[BEGIN]

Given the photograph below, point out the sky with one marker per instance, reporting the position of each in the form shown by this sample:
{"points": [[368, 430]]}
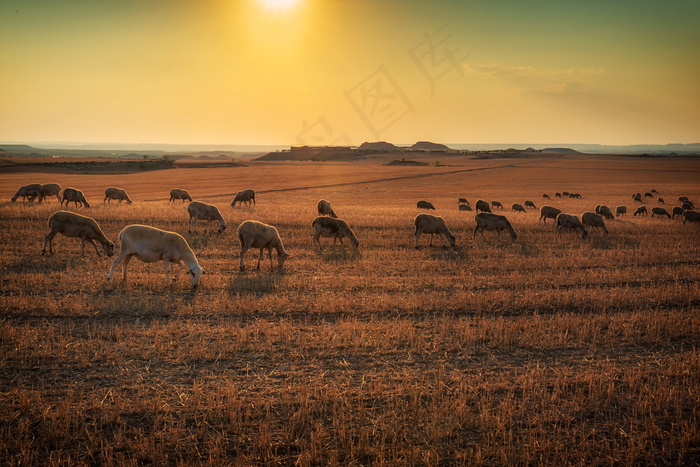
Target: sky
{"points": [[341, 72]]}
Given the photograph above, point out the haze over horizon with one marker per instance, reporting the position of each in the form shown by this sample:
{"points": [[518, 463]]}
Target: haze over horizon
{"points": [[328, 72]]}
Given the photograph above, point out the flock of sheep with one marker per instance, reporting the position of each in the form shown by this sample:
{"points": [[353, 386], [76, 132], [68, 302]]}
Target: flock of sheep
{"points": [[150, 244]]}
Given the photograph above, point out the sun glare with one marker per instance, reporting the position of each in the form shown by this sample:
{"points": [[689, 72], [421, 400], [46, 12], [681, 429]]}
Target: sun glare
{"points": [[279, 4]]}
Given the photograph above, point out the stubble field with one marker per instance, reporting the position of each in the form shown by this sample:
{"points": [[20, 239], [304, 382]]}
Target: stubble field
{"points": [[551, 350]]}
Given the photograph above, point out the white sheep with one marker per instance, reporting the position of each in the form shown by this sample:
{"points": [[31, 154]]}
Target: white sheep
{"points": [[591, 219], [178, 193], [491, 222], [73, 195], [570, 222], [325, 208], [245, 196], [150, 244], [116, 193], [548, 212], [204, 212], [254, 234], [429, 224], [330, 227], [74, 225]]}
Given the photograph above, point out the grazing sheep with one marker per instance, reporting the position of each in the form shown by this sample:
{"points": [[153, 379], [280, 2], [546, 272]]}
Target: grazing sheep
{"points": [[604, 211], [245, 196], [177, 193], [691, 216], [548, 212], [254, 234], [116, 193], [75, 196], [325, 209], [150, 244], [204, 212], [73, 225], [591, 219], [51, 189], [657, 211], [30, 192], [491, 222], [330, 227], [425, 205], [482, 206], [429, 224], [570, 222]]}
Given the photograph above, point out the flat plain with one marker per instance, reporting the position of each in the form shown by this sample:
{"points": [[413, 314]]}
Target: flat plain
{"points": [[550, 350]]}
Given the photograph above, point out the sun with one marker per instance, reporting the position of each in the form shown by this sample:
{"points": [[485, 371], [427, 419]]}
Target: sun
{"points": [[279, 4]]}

[END]
[BEGIN]

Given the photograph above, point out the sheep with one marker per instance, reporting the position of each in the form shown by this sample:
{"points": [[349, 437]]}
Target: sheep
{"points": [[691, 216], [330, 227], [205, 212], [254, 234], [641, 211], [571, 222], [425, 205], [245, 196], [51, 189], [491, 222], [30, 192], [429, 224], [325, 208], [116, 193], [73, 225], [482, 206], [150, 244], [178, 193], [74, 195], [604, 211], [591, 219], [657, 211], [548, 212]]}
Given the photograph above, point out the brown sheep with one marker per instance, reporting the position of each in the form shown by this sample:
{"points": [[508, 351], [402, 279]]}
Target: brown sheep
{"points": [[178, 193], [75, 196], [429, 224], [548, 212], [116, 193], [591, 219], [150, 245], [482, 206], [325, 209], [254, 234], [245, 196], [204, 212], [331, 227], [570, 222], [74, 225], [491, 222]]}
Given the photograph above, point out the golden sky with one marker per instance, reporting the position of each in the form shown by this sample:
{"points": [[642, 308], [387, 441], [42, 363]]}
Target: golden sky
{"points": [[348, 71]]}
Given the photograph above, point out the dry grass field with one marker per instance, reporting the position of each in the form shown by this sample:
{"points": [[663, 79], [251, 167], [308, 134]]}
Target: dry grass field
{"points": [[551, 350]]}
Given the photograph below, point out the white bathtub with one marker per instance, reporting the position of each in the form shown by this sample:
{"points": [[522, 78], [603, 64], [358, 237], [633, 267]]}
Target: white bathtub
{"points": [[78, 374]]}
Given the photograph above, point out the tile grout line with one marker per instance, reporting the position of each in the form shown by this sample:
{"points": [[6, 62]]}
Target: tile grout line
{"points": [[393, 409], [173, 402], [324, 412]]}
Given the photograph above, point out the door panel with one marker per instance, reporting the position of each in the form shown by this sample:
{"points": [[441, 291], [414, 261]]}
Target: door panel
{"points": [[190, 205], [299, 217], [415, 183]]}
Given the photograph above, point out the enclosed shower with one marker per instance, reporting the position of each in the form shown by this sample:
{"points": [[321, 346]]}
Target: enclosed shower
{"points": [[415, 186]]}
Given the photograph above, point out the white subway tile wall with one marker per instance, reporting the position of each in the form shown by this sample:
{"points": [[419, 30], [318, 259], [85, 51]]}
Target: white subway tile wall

[END]

Challenge ▸ Copy out the lines from the one containing "Given the photograph below, point out the white" through the one containing "Target: white subway tile wall", both included. Raise every point coordinate in the answers by 137, and leave everything else, including the format samples, unchanged.

Complete output ▸
Given the photograph below, point out the white bathtub with one marker per instance, reporting the position of each in the form shown by this sample:
{"points": [[522, 78], [603, 64], [358, 237], [633, 267]]}
Target: white bathtub
{"points": [[215, 511]]}
Given the photograph above, point out the tile grout line with one marker per instance, reporting the position of each in the form shown by this sample:
{"points": [[6, 62]]}
Target: tile grout line
{"points": [[530, 546], [310, 539], [461, 549]]}
Given the photograph above, point out the door panel with one marker per instance, reporting the position of each in the form shown by this sample:
{"points": [[441, 291], [414, 261]]}
Target: door panel
{"points": [[327, 342], [436, 354], [552, 320]]}
Given the photograph above, point out the enclosed shower with one marker per instance, reporting the position of each in the form shown by this sample:
{"points": [[321, 346]]}
Target: enclosed shower
{"points": [[552, 323]]}
Given the photograph above, point out the white subway tile wall with one marker per instance, reporting the position of each in the form shown by this sample:
{"points": [[419, 30], [318, 259], [85, 51]]}
Target: white subway tile wall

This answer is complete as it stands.